### Given information
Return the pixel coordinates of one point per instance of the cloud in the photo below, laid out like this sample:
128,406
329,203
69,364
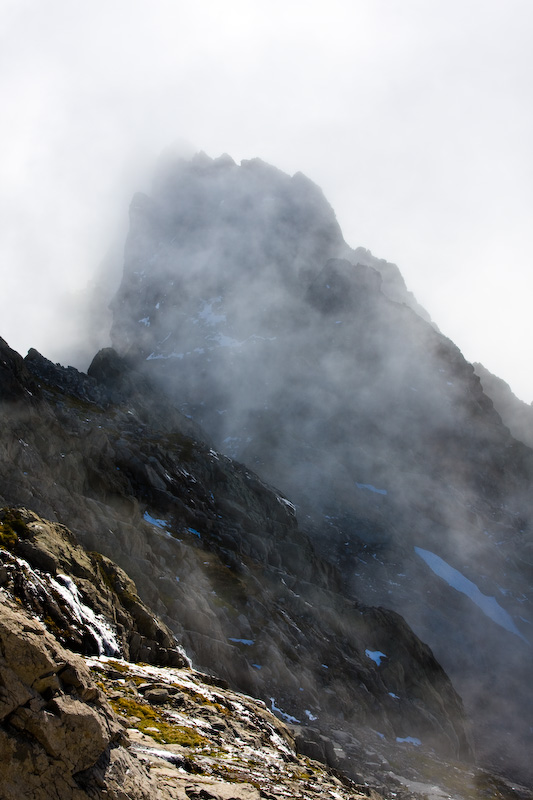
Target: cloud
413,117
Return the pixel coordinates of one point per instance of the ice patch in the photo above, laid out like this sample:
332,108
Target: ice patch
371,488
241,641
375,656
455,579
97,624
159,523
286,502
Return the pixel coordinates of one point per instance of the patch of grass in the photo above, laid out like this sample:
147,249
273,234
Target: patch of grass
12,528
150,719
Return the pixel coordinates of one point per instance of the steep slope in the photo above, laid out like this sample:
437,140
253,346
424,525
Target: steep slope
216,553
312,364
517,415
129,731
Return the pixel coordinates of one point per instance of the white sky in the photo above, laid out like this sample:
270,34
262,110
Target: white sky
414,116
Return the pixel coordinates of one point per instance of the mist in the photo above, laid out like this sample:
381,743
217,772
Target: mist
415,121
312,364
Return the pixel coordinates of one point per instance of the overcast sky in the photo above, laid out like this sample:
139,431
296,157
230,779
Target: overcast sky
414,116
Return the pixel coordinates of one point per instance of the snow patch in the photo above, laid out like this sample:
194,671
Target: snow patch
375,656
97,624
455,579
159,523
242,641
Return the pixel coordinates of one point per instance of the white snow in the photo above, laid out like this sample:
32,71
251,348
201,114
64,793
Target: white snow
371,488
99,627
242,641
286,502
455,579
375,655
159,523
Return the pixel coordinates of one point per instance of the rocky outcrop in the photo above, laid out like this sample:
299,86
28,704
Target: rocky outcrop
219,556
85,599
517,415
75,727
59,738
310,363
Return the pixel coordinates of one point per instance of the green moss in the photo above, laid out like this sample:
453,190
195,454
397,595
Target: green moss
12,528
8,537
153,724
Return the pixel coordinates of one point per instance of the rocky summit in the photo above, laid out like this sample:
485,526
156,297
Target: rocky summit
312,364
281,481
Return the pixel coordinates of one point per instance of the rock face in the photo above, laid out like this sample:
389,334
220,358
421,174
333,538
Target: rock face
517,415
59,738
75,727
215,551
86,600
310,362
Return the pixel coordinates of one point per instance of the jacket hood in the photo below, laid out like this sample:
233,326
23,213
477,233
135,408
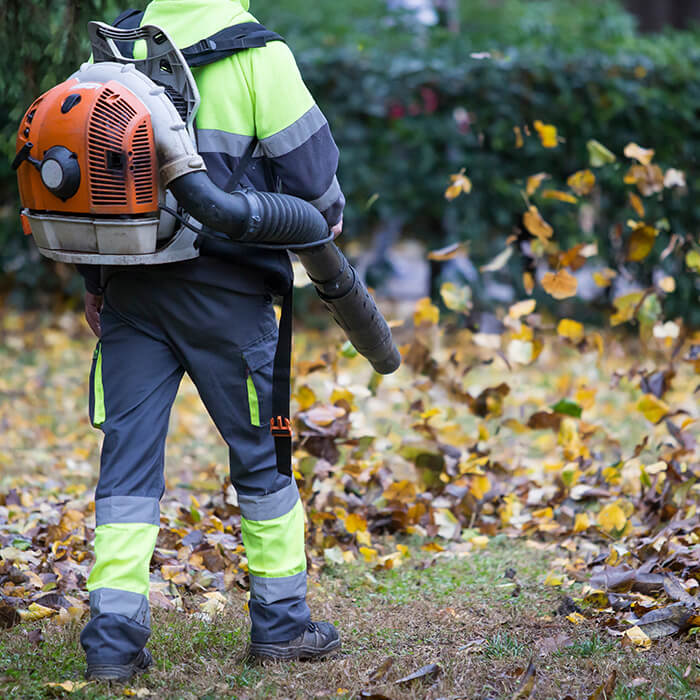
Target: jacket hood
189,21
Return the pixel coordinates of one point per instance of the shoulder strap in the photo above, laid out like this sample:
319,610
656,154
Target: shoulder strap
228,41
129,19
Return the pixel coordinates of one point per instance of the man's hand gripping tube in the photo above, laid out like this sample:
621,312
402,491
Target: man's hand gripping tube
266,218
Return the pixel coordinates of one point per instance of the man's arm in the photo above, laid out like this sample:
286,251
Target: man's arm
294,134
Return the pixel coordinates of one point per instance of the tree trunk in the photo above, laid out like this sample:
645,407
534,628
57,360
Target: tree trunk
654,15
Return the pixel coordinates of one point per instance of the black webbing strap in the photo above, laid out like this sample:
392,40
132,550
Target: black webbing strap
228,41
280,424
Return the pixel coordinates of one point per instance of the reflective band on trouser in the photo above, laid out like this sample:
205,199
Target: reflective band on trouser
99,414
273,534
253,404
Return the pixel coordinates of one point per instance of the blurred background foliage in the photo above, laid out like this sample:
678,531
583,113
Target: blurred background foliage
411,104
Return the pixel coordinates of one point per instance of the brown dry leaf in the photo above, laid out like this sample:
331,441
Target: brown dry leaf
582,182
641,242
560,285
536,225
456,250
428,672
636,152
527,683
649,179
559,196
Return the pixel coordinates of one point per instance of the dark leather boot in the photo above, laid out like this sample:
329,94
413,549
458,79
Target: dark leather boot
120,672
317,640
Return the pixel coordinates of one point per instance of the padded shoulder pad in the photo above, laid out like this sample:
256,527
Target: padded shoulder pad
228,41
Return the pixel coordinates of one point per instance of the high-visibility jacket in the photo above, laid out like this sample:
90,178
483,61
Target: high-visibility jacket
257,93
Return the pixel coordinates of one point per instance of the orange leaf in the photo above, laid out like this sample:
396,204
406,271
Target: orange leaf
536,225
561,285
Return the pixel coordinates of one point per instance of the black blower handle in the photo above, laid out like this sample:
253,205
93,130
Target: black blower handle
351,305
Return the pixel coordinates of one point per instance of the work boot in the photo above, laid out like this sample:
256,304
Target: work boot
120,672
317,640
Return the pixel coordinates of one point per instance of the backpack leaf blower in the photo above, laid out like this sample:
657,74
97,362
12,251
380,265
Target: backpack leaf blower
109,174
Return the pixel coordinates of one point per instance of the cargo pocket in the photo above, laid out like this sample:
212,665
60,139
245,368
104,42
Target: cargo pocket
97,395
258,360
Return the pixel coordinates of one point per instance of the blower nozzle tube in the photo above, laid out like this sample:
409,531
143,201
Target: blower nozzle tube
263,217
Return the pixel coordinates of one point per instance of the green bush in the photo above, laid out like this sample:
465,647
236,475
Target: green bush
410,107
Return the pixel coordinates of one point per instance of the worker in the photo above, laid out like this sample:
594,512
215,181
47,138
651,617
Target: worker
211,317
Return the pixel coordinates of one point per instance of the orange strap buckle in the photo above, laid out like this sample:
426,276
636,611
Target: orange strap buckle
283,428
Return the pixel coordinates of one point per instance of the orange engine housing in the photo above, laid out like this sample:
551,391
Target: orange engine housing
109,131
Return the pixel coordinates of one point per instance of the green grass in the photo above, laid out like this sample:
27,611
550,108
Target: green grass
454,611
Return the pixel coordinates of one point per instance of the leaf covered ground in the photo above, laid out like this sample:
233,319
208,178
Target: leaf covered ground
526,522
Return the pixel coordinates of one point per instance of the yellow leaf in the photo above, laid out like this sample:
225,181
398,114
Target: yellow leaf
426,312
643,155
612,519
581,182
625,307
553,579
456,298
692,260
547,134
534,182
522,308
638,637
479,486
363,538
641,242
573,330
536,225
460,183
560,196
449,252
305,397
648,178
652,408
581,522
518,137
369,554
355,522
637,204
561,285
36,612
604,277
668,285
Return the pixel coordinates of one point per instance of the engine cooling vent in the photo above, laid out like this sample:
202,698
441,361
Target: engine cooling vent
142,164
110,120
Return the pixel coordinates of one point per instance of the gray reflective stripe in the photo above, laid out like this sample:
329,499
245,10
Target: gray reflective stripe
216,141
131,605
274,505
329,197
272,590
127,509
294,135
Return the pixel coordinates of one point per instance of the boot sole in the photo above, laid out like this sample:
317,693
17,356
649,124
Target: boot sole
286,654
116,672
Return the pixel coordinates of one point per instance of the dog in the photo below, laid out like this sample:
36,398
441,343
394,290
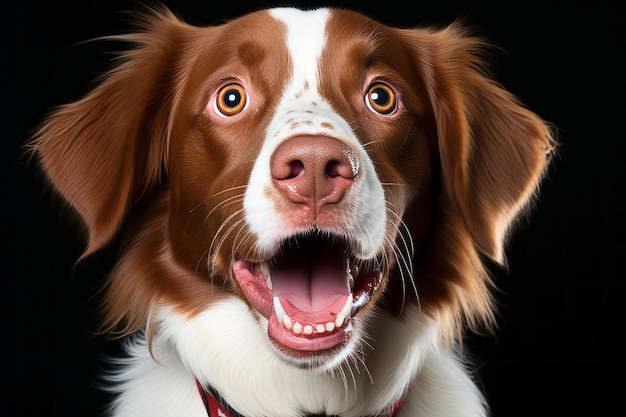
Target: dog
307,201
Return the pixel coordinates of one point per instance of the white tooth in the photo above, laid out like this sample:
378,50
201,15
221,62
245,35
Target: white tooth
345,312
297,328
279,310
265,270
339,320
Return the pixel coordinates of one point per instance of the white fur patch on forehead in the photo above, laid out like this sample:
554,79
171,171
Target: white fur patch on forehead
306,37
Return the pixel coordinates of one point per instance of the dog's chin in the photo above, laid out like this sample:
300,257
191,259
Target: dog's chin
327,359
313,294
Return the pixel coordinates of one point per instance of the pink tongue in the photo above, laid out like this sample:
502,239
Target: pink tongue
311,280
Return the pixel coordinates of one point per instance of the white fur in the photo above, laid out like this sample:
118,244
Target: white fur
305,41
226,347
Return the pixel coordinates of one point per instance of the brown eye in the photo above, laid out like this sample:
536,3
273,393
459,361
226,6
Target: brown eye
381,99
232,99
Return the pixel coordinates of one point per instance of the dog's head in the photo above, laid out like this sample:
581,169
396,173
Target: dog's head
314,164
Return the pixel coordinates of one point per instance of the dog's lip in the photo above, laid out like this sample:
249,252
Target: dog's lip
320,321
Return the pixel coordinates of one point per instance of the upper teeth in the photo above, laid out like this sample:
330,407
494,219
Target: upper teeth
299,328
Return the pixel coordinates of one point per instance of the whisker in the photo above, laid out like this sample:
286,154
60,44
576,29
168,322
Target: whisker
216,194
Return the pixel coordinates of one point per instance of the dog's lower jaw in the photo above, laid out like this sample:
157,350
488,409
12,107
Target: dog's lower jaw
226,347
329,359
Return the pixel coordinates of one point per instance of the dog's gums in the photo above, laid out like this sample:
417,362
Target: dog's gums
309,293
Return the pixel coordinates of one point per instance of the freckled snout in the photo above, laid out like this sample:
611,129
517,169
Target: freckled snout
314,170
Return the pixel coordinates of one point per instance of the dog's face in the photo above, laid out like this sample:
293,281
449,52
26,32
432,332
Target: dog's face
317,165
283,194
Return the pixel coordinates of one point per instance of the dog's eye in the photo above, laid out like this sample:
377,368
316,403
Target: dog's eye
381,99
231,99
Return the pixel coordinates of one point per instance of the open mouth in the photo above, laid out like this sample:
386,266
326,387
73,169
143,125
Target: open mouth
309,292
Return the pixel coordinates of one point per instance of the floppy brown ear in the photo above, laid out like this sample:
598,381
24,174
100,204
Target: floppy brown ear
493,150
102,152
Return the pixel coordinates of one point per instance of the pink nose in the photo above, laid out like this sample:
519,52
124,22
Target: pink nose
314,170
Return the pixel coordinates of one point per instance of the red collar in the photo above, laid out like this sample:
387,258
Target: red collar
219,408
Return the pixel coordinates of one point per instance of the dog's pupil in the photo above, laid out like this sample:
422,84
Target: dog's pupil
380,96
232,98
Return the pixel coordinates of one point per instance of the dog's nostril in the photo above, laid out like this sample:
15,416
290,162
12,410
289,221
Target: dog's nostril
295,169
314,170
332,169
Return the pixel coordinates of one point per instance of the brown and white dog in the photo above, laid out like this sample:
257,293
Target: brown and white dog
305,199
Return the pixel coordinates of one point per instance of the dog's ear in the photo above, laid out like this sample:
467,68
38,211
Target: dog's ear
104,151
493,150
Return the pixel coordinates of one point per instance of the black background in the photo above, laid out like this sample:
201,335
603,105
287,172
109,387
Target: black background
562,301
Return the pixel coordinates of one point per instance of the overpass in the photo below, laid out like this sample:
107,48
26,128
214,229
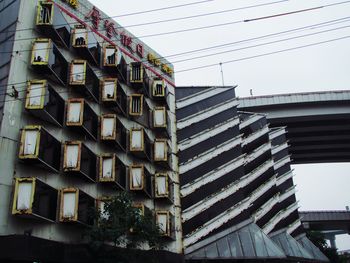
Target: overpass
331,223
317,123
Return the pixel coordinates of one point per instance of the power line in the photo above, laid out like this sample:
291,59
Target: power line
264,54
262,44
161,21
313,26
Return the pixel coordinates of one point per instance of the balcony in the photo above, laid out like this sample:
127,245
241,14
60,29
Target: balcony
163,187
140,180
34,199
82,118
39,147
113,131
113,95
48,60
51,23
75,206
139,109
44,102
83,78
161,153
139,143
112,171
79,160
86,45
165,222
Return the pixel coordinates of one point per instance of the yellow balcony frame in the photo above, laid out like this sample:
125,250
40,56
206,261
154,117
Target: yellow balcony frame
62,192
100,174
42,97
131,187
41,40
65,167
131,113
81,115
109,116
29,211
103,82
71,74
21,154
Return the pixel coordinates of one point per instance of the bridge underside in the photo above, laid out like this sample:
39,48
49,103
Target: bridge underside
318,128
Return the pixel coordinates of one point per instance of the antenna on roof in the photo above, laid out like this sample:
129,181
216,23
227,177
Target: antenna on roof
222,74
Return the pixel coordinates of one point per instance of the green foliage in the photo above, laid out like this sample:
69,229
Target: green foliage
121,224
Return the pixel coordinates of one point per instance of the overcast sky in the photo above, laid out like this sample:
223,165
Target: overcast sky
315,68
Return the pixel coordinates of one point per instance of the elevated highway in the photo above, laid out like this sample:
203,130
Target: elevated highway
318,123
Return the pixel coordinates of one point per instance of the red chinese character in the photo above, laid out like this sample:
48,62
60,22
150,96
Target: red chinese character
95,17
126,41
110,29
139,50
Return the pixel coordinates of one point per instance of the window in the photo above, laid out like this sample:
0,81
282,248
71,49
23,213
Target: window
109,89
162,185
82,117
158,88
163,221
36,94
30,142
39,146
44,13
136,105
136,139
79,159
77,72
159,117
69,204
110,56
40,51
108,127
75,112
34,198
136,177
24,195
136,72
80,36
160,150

### Prompt
Quote every line from the line containing "of the bridge" through the closing line of the listing, including both.

### Full solution
Return the pixel coordinates of one point per instance of the bridge underside in the photo above, laid out like this sample:
39,48
49,103
Target: bridge underside
318,128
Return the pixel coordinates of one point per instance of the antenna on roof in the photo above, laid out like this sample:
129,181
216,23
227,177
Target: antenna on roof
222,74
Return the pixel coordinates of one point per instance of the green foliage in the photo above, laid out like this sample:
69,229
Target: green foliage
121,224
Return the pixel coordinates of one point per instance of the overcast sky in the photo above, laid out like this sample:
223,165
Target: overcast sky
315,68
Return the pixel coordinates of one point per instance of the elevated highway in the photo above, laid out like this sample:
203,130
Target: elevated highway
318,123
Return the pixel coordinates of one point per instance of the red chinese character in the photo above, laid out like this sample:
48,62
60,22
150,96
Target: red chinese character
95,17
126,41
110,29
139,50
Return the pixel coordinates of one point per instance of the window in the photo above, laid out like this sample:
0,81
282,248
71,49
23,213
Target: window
109,89
162,185
82,117
158,88
163,221
36,94
30,142
39,146
44,13
136,105
136,139
79,159
77,72
159,117
69,204
110,56
40,51
108,127
75,112
34,198
136,177
24,195
136,72
80,36
160,150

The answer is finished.